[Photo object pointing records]
───

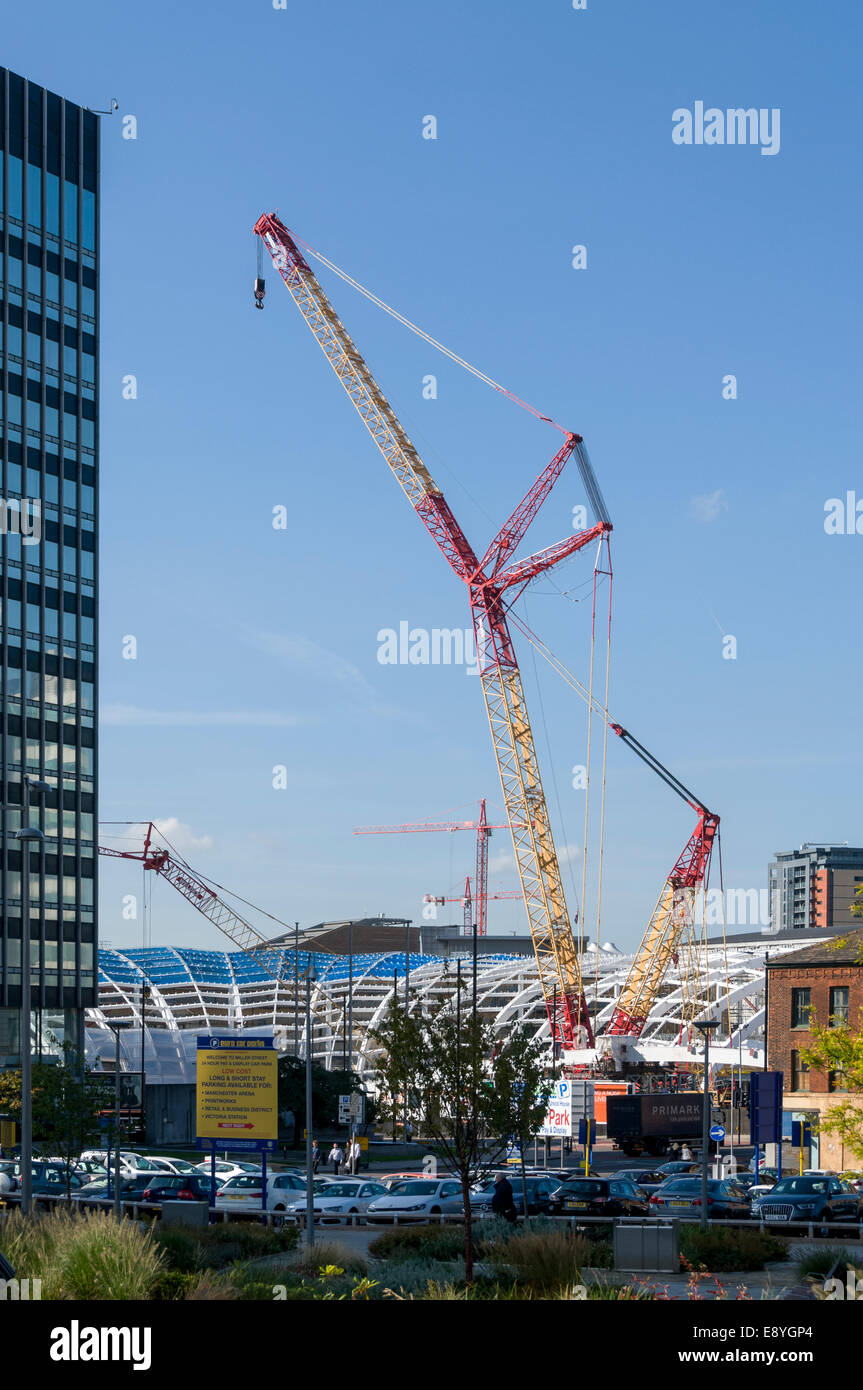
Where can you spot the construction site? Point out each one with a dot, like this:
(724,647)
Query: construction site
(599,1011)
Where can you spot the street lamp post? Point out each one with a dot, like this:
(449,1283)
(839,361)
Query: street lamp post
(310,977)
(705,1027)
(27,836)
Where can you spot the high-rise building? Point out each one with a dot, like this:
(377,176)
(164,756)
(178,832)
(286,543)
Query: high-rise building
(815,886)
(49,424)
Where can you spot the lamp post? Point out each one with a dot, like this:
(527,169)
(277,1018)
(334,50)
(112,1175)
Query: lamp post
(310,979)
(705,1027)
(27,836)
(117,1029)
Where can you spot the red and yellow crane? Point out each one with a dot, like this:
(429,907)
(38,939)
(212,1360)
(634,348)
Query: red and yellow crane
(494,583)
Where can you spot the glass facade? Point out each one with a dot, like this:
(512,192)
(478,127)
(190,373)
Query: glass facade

───

Restate each entry word for word, leaving out any pictures.

Where can you spot the construction site? Point out each one with a dot, like this:
(724,647)
Query: construction site
(599,1011)
Where can you spot the street lamp post? Point out each one with a dot, like this:
(449,1283)
(839,361)
Query: street lamp post
(310,977)
(705,1027)
(27,836)
Where can you spot the high-rise building? Point out each one with a dot, like this:
(377,176)
(164,756)
(178,832)
(286,543)
Query: high-rise building
(815,886)
(49,424)
Where can you spot the lamp post? Point out each one with a dot, like this:
(527,169)
(277,1018)
(334,50)
(112,1175)
Query: lamp post
(310,979)
(705,1027)
(27,836)
(117,1029)
Where can you spot the red and yellow crane? Point out each one with a dot, like this:
(429,907)
(38,939)
(212,1360)
(634,348)
Query: red and yellow crane
(494,583)
Where can you spot the glass facade? Point out each one with a dot, like this:
(512,192)
(478,127)
(190,373)
Query: glass facade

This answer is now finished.